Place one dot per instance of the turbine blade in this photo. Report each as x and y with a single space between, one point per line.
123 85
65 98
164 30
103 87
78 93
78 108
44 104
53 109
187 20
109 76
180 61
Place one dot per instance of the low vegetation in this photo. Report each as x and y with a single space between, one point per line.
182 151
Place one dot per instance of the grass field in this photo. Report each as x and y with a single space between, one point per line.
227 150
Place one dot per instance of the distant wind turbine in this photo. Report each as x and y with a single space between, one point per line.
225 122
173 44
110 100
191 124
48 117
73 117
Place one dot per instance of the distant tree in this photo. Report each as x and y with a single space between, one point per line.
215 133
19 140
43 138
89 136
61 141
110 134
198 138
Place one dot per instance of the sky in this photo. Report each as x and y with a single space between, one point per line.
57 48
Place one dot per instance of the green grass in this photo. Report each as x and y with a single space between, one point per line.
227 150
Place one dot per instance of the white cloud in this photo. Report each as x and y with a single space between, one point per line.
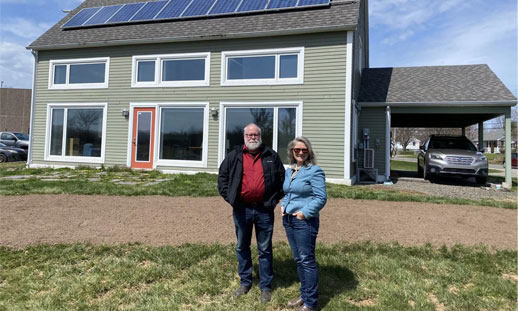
24 28
16 65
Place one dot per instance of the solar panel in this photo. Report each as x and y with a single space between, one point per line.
81 17
198 8
312 2
126 13
174 9
223 7
281 4
149 11
103 15
252 5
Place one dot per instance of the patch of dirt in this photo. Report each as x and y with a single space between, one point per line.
159 220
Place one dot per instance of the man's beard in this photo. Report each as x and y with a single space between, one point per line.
253 145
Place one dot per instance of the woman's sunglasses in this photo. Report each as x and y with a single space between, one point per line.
299 150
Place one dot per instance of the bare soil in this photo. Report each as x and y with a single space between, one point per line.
158 220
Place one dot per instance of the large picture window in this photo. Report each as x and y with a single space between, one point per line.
279 123
79 73
76 133
183 134
263 67
171 70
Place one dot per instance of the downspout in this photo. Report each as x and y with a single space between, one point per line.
31 131
387 144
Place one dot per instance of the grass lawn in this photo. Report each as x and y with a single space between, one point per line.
360 276
117 181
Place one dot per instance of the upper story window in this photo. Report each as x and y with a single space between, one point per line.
263 67
171 70
79 73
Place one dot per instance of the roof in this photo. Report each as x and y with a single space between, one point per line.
340 15
433 84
# # # # # # #
Your goal:
Copy everything from the line containing "Place one dot per instance of the grass lawn" down to the end of the listing, replacing "upper story" with "second floor" and changing nothing else.

Exercise response:
Place one dot per instance of the grass lawn in this photo. Report each as x and y with a single space between, one point per line.
360 276
117 181
Place one dot per instance of the second floor window in this photo. Report each as x and y with a single space between, one point per line.
263 67
171 70
79 73
Place one dot per instance of the roof in this photo. Report each as x and y with a single space between, one point per line.
340 15
433 84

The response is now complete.